> Required action: Begin with the line containing "# drop a dot on each instance of the passenger" and copy every line after it to the end of the entries, exactly, leaving out the lines before it.

Start of Information

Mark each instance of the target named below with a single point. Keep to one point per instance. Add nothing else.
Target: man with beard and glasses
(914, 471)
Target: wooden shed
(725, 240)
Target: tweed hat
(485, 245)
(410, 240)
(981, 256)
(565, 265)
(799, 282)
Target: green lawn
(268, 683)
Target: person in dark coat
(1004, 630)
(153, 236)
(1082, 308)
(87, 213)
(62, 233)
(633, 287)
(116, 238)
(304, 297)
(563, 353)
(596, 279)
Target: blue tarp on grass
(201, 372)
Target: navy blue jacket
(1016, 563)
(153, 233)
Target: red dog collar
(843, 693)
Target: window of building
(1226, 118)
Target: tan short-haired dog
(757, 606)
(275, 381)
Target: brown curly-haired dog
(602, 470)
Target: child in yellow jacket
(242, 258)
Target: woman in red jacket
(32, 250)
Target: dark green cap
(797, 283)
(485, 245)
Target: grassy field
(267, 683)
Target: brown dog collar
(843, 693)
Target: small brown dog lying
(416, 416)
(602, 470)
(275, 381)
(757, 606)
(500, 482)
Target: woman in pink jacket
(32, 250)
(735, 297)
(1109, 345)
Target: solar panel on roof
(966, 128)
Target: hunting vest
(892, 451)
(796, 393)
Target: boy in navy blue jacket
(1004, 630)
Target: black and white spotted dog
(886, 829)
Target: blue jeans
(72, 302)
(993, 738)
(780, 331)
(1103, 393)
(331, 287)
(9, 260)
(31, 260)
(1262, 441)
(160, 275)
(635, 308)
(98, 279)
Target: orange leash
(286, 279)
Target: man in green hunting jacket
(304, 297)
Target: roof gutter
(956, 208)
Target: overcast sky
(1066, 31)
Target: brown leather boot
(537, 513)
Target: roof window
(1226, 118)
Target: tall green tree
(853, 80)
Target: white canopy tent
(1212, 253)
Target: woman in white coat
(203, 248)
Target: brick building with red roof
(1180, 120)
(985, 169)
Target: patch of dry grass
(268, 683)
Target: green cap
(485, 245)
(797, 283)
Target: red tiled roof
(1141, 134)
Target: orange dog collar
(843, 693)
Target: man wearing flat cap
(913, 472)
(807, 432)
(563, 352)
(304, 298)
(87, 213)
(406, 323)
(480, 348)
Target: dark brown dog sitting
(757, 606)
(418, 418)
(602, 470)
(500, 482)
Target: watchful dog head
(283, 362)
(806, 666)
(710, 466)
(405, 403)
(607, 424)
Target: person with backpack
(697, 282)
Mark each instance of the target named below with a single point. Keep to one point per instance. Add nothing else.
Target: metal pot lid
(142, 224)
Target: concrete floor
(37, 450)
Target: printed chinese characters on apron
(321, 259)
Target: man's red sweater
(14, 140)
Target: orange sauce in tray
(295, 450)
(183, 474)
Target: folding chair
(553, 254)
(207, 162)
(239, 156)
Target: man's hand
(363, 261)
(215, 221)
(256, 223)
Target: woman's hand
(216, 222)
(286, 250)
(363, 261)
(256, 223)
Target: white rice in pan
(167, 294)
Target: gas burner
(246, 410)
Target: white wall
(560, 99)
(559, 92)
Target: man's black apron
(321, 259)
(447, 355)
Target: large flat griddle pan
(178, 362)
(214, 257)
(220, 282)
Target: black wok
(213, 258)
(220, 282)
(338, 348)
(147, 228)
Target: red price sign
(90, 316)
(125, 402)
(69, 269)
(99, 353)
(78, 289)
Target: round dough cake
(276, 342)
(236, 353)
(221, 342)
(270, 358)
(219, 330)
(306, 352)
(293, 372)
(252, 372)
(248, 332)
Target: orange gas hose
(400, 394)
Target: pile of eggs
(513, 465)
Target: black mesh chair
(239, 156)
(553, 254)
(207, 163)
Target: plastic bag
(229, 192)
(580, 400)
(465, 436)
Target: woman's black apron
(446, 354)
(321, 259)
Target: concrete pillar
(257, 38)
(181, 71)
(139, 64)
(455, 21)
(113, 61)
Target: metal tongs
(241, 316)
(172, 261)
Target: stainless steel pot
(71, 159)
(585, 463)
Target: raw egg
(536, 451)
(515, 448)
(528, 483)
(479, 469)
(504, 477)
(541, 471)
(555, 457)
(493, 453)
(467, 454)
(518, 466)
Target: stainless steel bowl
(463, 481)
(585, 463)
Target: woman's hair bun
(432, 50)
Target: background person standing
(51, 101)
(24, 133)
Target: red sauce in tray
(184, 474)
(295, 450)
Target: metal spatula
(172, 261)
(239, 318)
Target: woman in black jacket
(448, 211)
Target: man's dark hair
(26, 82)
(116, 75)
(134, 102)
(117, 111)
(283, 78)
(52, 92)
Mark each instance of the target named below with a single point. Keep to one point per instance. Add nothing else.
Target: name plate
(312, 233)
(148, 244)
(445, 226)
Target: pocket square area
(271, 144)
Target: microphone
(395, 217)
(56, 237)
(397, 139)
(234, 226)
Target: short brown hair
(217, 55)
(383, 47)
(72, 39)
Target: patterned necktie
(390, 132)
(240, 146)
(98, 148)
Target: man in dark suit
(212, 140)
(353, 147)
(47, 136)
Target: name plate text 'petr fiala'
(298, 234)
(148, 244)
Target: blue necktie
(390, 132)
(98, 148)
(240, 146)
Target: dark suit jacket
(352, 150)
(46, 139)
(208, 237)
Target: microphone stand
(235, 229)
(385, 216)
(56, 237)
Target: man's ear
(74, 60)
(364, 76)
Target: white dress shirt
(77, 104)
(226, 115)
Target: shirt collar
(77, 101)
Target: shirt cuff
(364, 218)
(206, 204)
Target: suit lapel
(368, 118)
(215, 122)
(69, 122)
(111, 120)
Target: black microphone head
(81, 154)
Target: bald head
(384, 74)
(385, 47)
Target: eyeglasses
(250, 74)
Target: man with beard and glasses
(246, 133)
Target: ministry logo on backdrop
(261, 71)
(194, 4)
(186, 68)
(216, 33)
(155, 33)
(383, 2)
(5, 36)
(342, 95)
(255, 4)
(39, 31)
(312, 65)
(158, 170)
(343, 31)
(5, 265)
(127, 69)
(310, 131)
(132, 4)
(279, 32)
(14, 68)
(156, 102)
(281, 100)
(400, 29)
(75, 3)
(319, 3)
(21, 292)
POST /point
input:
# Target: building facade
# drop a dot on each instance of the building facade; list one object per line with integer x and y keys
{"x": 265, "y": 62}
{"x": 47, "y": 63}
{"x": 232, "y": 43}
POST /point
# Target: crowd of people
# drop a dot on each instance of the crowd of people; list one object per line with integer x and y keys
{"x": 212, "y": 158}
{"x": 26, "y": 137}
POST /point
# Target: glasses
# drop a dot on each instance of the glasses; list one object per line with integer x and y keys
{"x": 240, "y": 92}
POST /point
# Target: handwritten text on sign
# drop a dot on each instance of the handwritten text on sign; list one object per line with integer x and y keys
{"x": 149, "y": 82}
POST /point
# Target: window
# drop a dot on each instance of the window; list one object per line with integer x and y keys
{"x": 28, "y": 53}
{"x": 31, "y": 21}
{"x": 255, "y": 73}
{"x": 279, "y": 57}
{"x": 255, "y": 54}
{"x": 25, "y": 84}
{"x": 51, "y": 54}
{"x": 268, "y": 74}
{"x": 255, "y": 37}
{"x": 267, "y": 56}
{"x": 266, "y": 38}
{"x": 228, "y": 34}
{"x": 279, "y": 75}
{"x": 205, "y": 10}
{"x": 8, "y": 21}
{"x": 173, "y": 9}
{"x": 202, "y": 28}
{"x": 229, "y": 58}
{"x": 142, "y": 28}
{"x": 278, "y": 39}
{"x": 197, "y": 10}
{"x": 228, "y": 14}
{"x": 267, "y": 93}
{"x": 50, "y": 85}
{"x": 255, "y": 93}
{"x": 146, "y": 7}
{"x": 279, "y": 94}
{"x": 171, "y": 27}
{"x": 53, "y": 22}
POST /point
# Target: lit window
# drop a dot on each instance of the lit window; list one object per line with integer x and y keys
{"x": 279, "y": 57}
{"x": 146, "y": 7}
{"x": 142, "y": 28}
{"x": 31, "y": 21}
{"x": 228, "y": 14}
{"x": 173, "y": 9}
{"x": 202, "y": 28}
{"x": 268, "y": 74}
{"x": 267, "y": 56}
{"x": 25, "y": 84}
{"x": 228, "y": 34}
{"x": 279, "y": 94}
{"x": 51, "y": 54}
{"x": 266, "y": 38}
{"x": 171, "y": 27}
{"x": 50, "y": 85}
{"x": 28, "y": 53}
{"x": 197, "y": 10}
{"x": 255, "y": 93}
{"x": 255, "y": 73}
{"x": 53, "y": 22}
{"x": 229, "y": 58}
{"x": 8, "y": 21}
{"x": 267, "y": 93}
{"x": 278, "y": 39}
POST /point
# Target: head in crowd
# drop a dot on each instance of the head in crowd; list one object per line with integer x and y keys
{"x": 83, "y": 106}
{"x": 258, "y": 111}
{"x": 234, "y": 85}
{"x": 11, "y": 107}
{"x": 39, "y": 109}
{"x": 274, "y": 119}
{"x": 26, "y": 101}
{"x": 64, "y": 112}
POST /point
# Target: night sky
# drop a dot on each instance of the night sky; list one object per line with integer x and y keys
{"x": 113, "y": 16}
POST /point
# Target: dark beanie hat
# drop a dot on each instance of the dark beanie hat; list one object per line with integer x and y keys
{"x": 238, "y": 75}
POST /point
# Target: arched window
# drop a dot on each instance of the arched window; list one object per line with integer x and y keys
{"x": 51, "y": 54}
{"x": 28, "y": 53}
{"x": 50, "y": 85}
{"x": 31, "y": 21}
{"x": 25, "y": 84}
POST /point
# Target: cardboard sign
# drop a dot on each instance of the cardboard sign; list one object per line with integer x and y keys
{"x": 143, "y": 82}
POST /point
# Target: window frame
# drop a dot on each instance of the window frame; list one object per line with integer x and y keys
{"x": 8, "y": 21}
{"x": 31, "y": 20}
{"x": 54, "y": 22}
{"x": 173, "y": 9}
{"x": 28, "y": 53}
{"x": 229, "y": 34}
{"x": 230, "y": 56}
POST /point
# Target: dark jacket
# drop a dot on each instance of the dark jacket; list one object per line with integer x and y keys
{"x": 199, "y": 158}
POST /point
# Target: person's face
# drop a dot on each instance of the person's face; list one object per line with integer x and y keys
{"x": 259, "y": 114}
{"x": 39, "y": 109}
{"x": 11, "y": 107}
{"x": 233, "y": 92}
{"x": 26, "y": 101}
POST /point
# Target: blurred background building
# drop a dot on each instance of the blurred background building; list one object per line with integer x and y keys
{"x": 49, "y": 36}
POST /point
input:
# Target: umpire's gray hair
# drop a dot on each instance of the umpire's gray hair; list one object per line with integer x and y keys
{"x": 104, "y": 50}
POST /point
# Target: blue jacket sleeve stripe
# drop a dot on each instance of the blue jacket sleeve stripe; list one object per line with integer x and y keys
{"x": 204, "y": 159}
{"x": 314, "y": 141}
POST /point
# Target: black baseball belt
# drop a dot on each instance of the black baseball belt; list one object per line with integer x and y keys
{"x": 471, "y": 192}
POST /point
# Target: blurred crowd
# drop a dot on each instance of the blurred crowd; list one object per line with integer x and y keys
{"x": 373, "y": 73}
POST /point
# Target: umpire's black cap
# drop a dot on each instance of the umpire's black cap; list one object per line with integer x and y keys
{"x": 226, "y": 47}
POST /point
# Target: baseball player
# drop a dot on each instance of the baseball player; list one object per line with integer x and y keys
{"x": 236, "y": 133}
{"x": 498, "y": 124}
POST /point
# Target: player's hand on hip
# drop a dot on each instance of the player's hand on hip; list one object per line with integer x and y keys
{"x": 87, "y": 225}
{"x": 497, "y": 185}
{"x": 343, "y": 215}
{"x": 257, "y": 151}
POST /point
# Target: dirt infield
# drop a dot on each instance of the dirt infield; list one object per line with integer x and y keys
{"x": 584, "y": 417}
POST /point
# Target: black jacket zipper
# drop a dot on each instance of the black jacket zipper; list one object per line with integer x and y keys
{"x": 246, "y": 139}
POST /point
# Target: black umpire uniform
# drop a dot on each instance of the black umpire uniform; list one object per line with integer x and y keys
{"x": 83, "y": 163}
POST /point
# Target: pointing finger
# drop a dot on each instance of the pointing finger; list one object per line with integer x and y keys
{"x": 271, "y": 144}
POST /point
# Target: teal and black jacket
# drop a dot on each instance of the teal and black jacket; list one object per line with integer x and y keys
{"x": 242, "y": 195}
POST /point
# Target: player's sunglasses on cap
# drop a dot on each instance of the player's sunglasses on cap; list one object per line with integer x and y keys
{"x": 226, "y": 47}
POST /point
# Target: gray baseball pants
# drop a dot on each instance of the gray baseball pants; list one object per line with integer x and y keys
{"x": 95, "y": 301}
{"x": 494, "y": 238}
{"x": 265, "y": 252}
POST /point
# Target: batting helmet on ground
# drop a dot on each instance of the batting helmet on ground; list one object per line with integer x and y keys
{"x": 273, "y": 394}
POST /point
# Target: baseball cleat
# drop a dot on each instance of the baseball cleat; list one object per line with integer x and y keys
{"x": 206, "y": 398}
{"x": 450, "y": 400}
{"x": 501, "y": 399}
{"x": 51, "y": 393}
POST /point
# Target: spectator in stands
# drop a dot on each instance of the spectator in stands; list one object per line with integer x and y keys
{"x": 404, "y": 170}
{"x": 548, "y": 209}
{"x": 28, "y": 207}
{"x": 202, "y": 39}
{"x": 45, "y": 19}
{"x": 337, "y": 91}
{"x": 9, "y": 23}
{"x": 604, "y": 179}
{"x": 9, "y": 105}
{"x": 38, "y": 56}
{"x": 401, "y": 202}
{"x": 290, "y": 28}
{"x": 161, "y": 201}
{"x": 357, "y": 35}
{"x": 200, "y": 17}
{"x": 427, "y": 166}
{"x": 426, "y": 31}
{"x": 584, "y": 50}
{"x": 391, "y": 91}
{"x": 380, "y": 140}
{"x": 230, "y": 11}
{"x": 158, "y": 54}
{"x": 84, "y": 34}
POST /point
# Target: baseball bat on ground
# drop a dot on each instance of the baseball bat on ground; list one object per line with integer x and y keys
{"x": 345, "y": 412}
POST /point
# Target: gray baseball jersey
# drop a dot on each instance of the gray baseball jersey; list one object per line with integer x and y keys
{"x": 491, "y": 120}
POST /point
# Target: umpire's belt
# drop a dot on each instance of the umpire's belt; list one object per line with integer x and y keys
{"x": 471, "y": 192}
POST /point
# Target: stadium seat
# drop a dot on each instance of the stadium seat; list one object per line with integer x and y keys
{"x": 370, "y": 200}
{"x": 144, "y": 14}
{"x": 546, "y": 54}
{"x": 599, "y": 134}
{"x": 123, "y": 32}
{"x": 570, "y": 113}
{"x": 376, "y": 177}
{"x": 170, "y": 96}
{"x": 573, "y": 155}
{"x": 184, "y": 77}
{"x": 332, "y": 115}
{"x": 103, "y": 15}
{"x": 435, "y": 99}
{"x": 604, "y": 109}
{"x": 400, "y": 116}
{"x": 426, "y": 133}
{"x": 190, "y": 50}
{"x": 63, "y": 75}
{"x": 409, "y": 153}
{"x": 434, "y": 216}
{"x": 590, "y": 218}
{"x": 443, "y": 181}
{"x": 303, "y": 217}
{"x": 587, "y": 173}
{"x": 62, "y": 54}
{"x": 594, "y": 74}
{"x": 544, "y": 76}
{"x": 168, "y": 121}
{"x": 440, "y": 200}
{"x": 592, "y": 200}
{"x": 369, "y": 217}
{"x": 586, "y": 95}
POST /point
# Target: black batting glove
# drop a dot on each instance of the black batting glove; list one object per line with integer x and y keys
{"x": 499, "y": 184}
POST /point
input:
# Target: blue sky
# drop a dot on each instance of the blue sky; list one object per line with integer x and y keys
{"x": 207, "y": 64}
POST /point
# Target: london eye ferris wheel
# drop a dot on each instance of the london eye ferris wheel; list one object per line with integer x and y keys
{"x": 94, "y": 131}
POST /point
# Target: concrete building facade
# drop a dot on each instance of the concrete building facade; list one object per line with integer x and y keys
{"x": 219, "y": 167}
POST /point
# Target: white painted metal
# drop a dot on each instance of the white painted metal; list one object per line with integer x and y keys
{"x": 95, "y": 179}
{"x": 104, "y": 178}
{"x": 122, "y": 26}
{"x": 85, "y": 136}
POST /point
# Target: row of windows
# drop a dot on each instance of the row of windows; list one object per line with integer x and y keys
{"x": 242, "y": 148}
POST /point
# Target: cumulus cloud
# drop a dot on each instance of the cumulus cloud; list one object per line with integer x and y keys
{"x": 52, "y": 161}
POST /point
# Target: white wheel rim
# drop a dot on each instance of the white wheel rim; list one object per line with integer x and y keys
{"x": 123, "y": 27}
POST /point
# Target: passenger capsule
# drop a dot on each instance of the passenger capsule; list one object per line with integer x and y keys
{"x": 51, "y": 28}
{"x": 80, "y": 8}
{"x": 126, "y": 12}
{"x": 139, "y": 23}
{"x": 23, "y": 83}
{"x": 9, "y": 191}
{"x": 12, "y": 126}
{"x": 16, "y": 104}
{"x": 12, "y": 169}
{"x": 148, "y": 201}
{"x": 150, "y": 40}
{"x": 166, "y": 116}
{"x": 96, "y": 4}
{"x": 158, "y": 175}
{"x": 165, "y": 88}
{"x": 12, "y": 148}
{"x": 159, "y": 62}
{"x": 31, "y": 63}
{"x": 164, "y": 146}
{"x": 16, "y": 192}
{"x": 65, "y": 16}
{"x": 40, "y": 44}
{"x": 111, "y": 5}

End of Information

> Result for this exercise:
# drop a dot on each instance of the passenger capsule; list one object per line with integer x and y keys
{"x": 51, "y": 28}
{"x": 80, "y": 8}
{"x": 126, "y": 12}
{"x": 139, "y": 23}
{"x": 23, "y": 83}
{"x": 9, "y": 191}
{"x": 12, "y": 126}
{"x": 16, "y": 104}
{"x": 12, "y": 169}
{"x": 148, "y": 201}
{"x": 150, "y": 40}
{"x": 166, "y": 116}
{"x": 96, "y": 4}
{"x": 158, "y": 175}
{"x": 165, "y": 88}
{"x": 12, "y": 148}
{"x": 159, "y": 62}
{"x": 31, "y": 63}
{"x": 164, "y": 146}
{"x": 16, "y": 192}
{"x": 65, "y": 16}
{"x": 40, "y": 44}
{"x": 111, "y": 5}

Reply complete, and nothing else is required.